• _THE REQUEST_: Could you write out the stretch from the line containing "Reviewer note: verify that every instance of the shrub" through the end of the rows, requests included, and shift each coordinate in the answers by adding 52 to it? Leave the numbers in the requests and their format samples as they are.

• _MATERIAL FOR THIS EXERCISE_:
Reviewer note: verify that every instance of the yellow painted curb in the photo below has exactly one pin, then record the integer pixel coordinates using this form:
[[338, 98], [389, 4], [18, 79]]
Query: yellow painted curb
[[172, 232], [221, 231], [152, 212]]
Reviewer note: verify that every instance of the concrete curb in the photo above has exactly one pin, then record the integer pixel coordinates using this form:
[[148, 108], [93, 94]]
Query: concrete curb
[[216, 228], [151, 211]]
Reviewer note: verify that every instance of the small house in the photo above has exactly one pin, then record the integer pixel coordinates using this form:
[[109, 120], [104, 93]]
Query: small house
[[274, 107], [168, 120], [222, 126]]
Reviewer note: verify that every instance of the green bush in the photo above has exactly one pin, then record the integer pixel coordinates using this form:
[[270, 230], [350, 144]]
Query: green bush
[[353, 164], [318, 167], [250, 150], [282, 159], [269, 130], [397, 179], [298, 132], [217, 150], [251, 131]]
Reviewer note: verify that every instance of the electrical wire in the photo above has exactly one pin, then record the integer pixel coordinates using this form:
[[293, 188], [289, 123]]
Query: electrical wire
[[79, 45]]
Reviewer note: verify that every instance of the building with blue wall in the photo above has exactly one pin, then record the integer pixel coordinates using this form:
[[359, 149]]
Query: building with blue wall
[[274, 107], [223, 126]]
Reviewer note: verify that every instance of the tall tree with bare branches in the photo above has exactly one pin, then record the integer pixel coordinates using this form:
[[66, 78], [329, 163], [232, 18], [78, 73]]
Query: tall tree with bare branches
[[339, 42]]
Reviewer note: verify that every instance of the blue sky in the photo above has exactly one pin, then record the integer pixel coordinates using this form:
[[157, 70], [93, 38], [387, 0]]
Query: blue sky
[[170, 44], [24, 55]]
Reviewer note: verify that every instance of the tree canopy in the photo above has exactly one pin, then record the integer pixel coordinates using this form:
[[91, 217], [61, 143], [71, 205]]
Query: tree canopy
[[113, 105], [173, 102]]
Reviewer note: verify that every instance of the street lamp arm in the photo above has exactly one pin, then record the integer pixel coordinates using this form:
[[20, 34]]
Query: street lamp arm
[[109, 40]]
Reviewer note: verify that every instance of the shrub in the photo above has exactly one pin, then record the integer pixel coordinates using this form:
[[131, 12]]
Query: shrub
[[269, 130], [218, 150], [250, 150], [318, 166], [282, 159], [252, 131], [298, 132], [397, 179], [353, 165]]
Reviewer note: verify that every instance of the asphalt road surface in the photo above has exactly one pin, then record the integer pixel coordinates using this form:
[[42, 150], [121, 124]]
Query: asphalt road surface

• _EXERCISE SOLUTION_:
Reviewer note: verify that every instance of the shrub in the photo above has exactly one pin, then record the integer pixel coordinates using this form:
[[131, 12]]
Query: shrub
[[321, 182], [270, 202], [302, 202], [370, 218], [334, 211], [304, 183], [350, 184], [449, 231], [405, 217]]
Reviewer note: verify that every instance of the asphalt road surface in the photo above has exactly one pin, then record the integer pixel coordinates using this form:
[[42, 150], [121, 124]]
Query: asphalt road surface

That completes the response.